:: RECORDS SHOWN
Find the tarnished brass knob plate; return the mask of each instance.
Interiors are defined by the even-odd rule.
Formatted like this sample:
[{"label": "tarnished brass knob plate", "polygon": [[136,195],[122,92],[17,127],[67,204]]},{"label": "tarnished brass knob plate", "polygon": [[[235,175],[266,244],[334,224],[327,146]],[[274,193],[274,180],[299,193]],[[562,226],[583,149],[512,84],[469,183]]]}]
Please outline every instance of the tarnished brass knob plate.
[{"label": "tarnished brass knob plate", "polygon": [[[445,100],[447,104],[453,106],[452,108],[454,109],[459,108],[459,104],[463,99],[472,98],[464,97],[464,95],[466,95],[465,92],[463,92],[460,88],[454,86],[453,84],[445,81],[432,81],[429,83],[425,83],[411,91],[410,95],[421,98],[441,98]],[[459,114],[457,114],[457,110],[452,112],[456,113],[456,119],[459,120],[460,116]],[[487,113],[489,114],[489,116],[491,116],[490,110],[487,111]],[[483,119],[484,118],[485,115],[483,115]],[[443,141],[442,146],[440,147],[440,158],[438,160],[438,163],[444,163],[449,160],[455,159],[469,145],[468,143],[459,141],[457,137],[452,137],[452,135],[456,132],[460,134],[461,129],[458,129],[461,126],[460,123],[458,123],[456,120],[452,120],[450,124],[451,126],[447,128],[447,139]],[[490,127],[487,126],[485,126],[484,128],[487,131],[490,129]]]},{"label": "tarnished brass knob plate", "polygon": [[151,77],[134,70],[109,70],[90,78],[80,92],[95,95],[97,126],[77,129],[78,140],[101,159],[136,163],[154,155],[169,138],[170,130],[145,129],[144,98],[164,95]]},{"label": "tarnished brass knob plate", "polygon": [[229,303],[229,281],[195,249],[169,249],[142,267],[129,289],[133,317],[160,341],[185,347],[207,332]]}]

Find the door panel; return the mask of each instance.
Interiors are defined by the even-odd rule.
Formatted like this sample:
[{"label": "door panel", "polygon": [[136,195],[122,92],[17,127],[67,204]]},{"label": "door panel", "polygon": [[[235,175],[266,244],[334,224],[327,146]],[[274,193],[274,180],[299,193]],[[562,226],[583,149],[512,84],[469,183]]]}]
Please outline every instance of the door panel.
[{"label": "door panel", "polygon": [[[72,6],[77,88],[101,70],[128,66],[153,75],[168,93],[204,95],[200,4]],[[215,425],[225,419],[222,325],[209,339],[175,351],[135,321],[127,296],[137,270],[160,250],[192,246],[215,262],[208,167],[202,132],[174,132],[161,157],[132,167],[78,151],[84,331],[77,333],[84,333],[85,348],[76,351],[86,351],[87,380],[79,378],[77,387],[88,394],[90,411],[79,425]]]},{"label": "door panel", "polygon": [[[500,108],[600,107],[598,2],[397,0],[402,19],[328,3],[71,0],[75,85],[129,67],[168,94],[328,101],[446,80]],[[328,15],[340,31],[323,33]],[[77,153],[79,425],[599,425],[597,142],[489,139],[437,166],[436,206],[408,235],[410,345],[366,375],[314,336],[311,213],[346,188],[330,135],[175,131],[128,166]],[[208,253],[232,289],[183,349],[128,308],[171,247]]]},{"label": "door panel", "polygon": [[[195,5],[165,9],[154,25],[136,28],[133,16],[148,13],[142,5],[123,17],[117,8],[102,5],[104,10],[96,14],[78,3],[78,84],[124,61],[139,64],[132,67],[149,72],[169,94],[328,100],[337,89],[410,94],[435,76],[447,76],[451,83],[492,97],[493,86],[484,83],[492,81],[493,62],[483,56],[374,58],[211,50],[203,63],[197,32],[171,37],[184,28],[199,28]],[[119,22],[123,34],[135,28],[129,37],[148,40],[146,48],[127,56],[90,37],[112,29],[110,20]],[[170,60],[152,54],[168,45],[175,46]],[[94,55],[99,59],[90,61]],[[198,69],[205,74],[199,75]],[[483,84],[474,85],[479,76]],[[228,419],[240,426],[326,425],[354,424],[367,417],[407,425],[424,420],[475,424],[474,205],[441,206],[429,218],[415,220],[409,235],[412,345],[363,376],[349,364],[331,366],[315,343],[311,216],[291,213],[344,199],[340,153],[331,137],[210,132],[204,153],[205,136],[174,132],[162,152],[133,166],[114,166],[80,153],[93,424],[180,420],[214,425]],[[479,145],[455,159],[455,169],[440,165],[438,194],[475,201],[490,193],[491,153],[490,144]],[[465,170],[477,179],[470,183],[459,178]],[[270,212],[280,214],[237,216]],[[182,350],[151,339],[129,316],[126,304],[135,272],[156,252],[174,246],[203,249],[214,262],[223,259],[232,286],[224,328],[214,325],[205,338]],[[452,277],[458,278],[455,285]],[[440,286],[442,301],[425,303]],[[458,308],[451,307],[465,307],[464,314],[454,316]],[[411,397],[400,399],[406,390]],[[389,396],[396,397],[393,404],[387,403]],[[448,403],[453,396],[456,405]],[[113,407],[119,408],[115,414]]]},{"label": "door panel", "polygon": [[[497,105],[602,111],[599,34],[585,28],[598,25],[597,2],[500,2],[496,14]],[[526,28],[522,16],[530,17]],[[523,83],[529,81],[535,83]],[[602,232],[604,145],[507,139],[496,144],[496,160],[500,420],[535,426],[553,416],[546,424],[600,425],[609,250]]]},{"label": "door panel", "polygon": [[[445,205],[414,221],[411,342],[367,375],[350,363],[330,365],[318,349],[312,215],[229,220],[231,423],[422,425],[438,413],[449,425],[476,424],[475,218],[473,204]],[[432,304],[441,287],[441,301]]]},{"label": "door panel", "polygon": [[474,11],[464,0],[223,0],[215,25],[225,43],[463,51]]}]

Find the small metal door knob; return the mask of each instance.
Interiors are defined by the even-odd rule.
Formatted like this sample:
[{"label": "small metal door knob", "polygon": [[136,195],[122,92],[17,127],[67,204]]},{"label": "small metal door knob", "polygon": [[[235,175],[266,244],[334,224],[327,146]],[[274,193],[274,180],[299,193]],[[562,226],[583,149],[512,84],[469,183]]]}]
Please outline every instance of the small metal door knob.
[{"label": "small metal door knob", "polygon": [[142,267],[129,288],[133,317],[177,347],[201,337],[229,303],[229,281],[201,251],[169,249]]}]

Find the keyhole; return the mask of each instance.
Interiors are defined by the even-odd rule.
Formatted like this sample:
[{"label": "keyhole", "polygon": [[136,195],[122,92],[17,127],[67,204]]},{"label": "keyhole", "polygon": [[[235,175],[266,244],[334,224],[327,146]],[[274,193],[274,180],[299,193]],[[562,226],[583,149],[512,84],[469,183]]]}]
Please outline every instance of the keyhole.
::::
YOUR INSTRUCTIONS = From the first line to the last, return the records unchanged.

ANSWER SPACE =
Find the tarnished brass knob plate; return the mask of each instance.
Interiors are defined by the even-odd rule.
Formatted like this sample:
[{"label": "tarnished brass knob plate", "polygon": [[136,195],[122,92],[17,127],[67,204]]},{"label": "tarnished brass knob plate", "polygon": [[[235,175],[266,244],[334,224],[327,146]],[[274,193],[274,180],[299,193]],[[562,226],[583,149],[512,84],[469,183]]]}]
Please outline every instance of the tarnished brass knob plate.
[{"label": "tarnished brass knob plate", "polygon": [[[445,100],[447,104],[453,106],[452,108],[454,109],[459,108],[459,104],[463,99],[472,98],[464,97],[464,95],[466,95],[465,92],[463,92],[460,88],[454,86],[453,84],[445,81],[432,81],[429,83],[425,83],[411,91],[410,95],[421,98],[441,98]],[[459,114],[457,114],[457,110],[452,112],[456,113],[456,119],[459,120],[460,116]],[[487,113],[489,114],[489,116],[491,116],[490,110],[487,111]],[[483,119],[484,118],[485,115],[483,115]],[[443,141],[442,146],[440,147],[440,158],[438,160],[438,163],[444,163],[449,160],[455,159],[469,145],[468,143],[459,141],[457,137],[452,137],[452,135],[456,132],[460,134],[461,129],[458,129],[461,126],[460,123],[458,123],[456,120],[452,120],[450,124],[451,126],[447,128],[447,139]],[[490,127],[487,126],[485,126],[484,128],[487,131],[490,129]]]},{"label": "tarnished brass knob plate", "polygon": [[151,77],[134,70],[109,70],[90,78],[80,92],[95,95],[97,126],[77,129],[78,140],[101,159],[136,163],[154,155],[169,138],[170,130],[145,129],[144,98],[164,95]]},{"label": "tarnished brass knob plate", "polygon": [[229,303],[229,281],[195,249],[169,249],[142,267],[129,289],[133,317],[160,341],[185,347],[207,332]]}]

Find the door panel; return the mask of each instance.
Interiors are defined by the even-odd rule.
Formatted like this sample:
[{"label": "door panel", "polygon": [[136,195],[122,92],[17,127],[67,204]]},{"label": "door panel", "polygon": [[[235,175],[266,244],[334,224],[327,146]],[[274,193],[274,180],[299,193]],[[562,226],[583,149],[512,84],[469,183]]]}]
Please outline every instance of the door panel.
[{"label": "door panel", "polygon": [[[72,6],[77,88],[101,70],[128,66],[153,75],[168,93],[204,95],[200,4]],[[215,425],[225,419],[222,325],[209,339],[175,351],[135,321],[127,296],[137,270],[160,250],[192,246],[215,262],[208,167],[202,132],[174,132],[161,157],[132,167],[78,151],[84,331],[77,333],[84,333],[85,348],[76,351],[86,351],[87,380],[79,378],[77,387],[88,394],[90,411],[79,425]]]},{"label": "door panel", "polygon": [[[500,108],[600,107],[598,2],[397,0],[402,19],[328,3],[71,0],[75,85],[129,67],[168,94],[328,101],[446,80]],[[328,15],[340,31],[323,33]],[[77,153],[79,425],[599,425],[597,142],[489,139],[437,166],[436,206],[408,235],[410,345],[366,375],[314,336],[311,213],[346,188],[330,135],[175,131],[128,166]],[[208,253],[232,289],[183,349],[128,308],[171,247]]]},{"label": "door panel", "polygon": [[[195,5],[165,9],[154,25],[136,28],[133,16],[148,13],[142,5],[123,17],[117,8],[102,5],[104,10],[96,14],[78,3],[78,84],[124,61],[139,64],[132,67],[149,72],[169,94],[328,100],[337,89],[410,94],[435,76],[447,76],[451,83],[492,97],[493,86],[484,83],[492,81],[493,62],[483,56],[374,58],[211,50],[203,63],[197,32],[171,37],[184,28],[199,28]],[[119,22],[123,34],[135,28],[129,37],[148,40],[146,48],[127,56],[90,37],[112,29],[110,20]],[[170,60],[152,54],[168,45],[175,46]],[[94,55],[99,59],[90,61]],[[198,69],[205,74],[199,75]],[[483,84],[474,85],[479,76]],[[228,419],[240,426],[326,425],[354,424],[367,417],[407,425],[424,420],[475,424],[474,205],[441,206],[429,218],[415,220],[409,235],[412,345],[363,376],[349,364],[331,366],[315,343],[311,216],[291,213],[344,199],[340,153],[331,137],[210,132],[204,153],[205,136],[174,132],[162,152],[133,166],[114,166],[80,153],[93,424],[180,420],[214,425]],[[479,145],[455,159],[455,169],[440,165],[438,194],[475,201],[490,193],[491,153],[490,144]],[[465,170],[477,179],[470,183],[459,178]],[[270,212],[280,214],[237,216]],[[182,350],[151,339],[129,316],[126,304],[135,272],[156,252],[174,246],[203,249],[214,262],[223,259],[232,286],[224,328],[214,325],[205,338]],[[452,277],[458,278],[455,285]],[[440,286],[442,301],[425,303]],[[458,308],[451,307],[465,307],[464,314],[454,316]],[[411,397],[400,399],[406,390]],[[389,396],[396,397],[393,404],[387,403]],[[448,403],[453,396],[456,405]],[[113,407],[119,408],[115,414]]]},{"label": "door panel", "polygon": [[[497,105],[602,111],[599,34],[585,28],[598,25],[597,2],[500,2],[496,14]],[[526,28],[522,16],[530,17]],[[523,83],[529,81],[535,83]],[[602,232],[604,145],[507,139],[496,144],[496,160],[500,420],[535,426],[553,416],[546,424],[600,425],[609,250]]]},{"label": "door panel", "polygon": [[[445,205],[414,221],[411,342],[367,375],[350,363],[330,365],[318,349],[312,215],[229,220],[231,423],[422,425],[438,413],[449,425],[476,424],[475,218],[473,204]],[[432,304],[441,287],[441,301]]]},{"label": "door panel", "polygon": [[474,11],[464,0],[223,0],[215,25],[225,43],[463,51]]}]

Find the small metal door knob; return the mask of each instance.
Interiors are defined by the even-odd rule.
Formatted like this sample:
[{"label": "small metal door knob", "polygon": [[136,195],[122,92],[17,127],[67,204]]},{"label": "small metal door knob", "polygon": [[[235,175],[266,244],[334,224],[327,146]],[[274,193],[274,180],[299,193]],[[562,226],[583,149],[512,84],[469,183]]]}]
Please outline every instance of the small metal door knob.
[{"label": "small metal door knob", "polygon": [[142,267],[129,288],[133,317],[177,347],[201,337],[229,303],[229,281],[201,251],[169,249]]}]

Find the keyhole; return the mask of each instance.
Interiors are defined by the even-odd rule.
Formatted like this sample:
[{"label": "keyhole", "polygon": [[136,195],[122,92],[17,127],[67,204]]},{"label": "keyhole", "polygon": [[[235,175],[266,244],[334,224],[327,146]],[[274,193],[274,180],[299,193]],[[562,226],[583,149],[512,84],[469,183]]]}]
Please outline every instance of the keyhole.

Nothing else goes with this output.